**Work task A:** List every actor named in the review of the film "Self/less."
**Work task B:** Continue the review of the film "Self/less" from the point where it stops.

**Document section:**
- - -

Ryan Reynolds and Ben Kingsley had their minds in the right place when signing on to do “Self/less,” a solid, thought-provoking sci-fi thriller about the consequences of transferring one’s consciousness into another person’s body. It’s not a completely original idea, yet thanks to the level of talent involved in front of and behind the camera, “Self/less” manages to rise above similarly-themed films.

Kingsley stars as Damian Hale, a building tycoon with terminal cancer who has six months to live at best. Rich beyond his wildest dreams yet a man filled with regret over the estranged relationship with his adult daughter (Michelle Dockery), Damian decides to undergo a radical procedure that would end his life, yet transfer his consciousness into a lab-grown adult body (Reynolds).

Given “anti-rejection” medication by the scientist (Matthew Goode) who performed the procedure, the now 35-year-old Damian has an episode of strange visions and flashbacks when he doesn’t take a pill on time, leading him to the shocking discovery of his new body’s origin – and a secret organization that will stop at nothing to keep their secrets from getting out.

- - -

**Supplied material:**
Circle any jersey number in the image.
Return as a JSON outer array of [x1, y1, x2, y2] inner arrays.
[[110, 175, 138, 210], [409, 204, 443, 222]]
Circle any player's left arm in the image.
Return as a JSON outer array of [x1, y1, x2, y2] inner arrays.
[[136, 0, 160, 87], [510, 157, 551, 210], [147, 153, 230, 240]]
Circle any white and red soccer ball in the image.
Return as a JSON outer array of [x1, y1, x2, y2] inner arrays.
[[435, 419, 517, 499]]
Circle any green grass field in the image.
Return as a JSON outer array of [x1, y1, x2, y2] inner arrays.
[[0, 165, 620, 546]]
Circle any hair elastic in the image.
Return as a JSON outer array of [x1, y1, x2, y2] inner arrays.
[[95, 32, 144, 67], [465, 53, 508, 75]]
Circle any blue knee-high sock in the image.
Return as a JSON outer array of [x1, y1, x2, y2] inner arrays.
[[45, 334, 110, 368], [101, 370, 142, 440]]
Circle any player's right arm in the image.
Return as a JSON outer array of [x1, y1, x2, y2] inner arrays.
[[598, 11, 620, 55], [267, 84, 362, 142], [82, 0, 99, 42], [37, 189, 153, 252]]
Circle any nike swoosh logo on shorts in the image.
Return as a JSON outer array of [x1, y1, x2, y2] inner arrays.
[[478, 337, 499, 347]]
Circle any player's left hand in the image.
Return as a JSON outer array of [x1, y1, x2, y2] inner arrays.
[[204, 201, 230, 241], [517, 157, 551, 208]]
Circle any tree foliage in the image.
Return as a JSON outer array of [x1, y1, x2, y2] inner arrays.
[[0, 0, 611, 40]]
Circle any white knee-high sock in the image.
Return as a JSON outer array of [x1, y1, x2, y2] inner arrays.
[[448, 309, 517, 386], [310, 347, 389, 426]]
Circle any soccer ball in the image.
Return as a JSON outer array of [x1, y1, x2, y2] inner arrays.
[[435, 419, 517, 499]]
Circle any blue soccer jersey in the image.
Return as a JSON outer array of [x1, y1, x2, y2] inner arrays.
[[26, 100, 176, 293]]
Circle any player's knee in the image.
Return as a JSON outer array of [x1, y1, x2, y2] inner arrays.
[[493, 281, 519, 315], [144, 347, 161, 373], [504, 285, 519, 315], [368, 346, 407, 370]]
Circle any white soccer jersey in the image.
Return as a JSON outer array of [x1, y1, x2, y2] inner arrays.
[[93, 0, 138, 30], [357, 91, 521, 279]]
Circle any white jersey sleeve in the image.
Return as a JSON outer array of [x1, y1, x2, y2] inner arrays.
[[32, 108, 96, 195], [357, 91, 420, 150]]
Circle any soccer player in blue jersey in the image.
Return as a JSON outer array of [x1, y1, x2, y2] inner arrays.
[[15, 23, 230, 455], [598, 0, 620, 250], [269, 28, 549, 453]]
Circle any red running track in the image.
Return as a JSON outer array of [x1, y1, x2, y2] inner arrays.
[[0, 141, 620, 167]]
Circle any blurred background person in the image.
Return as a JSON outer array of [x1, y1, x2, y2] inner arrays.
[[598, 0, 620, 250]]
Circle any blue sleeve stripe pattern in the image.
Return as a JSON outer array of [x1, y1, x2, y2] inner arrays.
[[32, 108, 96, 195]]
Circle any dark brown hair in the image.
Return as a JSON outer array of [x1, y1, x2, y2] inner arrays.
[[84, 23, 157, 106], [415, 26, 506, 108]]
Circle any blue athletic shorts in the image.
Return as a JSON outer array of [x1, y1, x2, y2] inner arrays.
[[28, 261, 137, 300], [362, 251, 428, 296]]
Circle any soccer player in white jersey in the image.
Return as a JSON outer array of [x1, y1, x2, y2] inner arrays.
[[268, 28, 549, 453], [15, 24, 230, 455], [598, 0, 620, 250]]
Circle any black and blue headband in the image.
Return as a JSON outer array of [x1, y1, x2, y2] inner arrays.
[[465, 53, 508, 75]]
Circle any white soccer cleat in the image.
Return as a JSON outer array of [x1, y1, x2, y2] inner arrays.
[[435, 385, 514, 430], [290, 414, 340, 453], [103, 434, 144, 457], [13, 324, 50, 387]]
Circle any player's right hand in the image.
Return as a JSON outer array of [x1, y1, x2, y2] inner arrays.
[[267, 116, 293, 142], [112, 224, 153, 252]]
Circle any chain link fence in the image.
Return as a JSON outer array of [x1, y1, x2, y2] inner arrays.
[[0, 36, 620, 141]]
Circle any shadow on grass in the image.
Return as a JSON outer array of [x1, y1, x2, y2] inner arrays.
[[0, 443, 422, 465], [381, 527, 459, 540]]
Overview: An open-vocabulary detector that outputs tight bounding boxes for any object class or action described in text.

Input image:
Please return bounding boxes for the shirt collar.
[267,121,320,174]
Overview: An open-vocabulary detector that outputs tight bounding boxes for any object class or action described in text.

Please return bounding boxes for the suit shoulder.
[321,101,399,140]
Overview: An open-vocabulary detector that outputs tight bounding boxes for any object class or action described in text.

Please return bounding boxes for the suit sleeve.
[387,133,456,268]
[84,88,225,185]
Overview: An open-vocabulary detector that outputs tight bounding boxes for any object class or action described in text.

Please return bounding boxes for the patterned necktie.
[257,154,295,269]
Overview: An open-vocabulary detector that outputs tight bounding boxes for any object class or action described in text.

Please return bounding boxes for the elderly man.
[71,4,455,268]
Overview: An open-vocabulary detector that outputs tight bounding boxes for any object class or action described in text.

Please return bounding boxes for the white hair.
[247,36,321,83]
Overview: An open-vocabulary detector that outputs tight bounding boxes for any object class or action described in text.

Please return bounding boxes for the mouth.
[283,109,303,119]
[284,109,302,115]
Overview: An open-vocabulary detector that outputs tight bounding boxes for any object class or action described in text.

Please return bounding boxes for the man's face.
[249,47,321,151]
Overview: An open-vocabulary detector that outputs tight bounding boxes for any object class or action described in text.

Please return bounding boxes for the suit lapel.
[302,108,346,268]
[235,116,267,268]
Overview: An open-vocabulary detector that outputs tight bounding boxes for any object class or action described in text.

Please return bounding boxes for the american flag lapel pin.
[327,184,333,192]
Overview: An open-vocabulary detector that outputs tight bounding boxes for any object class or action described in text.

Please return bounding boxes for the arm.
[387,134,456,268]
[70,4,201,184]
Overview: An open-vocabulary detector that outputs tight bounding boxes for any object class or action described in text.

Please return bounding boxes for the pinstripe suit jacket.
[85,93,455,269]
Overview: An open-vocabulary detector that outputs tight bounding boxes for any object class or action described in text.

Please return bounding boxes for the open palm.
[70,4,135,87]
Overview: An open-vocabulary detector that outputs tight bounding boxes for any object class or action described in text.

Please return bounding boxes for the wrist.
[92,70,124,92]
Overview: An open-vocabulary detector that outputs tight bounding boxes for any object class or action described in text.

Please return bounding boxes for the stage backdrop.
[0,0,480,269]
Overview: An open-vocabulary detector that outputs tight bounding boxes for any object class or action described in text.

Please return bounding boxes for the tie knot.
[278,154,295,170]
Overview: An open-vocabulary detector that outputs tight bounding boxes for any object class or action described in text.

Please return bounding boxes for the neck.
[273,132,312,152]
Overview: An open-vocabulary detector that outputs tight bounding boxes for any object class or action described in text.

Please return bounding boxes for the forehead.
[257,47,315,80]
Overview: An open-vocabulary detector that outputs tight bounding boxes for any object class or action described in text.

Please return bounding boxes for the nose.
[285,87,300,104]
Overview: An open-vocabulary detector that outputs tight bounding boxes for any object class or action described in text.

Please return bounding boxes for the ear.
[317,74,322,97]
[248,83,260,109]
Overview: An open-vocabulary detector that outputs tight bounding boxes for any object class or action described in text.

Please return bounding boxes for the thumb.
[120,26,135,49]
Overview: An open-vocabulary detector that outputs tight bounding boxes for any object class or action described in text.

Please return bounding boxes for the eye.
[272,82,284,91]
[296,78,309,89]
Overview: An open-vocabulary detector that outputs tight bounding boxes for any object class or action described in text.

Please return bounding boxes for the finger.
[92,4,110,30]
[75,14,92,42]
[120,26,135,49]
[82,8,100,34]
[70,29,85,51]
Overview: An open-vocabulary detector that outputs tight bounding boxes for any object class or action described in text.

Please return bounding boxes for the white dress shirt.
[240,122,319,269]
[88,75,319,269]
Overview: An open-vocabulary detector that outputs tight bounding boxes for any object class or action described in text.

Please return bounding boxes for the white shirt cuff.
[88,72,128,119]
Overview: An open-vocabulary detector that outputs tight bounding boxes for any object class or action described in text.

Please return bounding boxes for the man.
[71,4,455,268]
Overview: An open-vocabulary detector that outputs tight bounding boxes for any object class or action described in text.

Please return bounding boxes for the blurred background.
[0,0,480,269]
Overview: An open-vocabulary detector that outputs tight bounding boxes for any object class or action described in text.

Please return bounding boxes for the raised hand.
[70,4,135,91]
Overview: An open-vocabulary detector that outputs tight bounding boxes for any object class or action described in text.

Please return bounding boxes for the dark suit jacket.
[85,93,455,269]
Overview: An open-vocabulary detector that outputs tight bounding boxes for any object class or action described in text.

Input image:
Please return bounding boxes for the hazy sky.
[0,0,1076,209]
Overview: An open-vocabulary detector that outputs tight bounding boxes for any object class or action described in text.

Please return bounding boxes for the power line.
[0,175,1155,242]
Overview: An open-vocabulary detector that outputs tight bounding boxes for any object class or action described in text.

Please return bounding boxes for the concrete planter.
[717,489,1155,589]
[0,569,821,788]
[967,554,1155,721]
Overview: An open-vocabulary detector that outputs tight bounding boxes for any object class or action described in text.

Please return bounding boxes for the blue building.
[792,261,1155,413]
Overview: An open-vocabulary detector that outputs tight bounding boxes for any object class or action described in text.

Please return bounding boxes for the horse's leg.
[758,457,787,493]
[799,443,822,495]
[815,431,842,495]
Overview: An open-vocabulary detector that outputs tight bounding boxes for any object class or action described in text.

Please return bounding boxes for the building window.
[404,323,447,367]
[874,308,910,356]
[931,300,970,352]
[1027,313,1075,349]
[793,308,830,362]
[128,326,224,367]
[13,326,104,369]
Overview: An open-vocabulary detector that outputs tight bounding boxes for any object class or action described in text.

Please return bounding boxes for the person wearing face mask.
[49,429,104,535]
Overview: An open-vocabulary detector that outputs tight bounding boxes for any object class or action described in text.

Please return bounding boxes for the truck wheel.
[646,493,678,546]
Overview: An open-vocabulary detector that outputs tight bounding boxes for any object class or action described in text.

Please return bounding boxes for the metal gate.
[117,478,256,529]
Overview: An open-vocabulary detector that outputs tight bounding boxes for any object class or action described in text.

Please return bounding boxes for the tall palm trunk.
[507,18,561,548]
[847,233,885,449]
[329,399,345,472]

- - -

**Response area A:** Ryan Reynolds, Ben Kingsley, Michelle Dockery, Matthew Goode

**Response area B:**
Directed by Tarsem Singh (“Mirror Mirror,” “Immortals”), “Self/less” is visually stunning, and has a foreboding tone and great pacing until it’s third act, when the story begins to get a bit confusing and starts to feel too long.

The acting, however, is terrific throughout, especially by Kingsley (who is, unfortunately in the film 15 minutes at best) and Goode, who brings the perfect air of mystery to the scientist who heads the mind-bending procedure. Reynolds, who doesn’t get enough credit as a dramatic actor, aptly fits the bill in the lead, and throws in some fancy fight moves, to boot. “Self/less” is not a perfect film, but there are enough twists, turns and exciting action sequences to keep your brain occupied for the film’s nearly-two hour run time.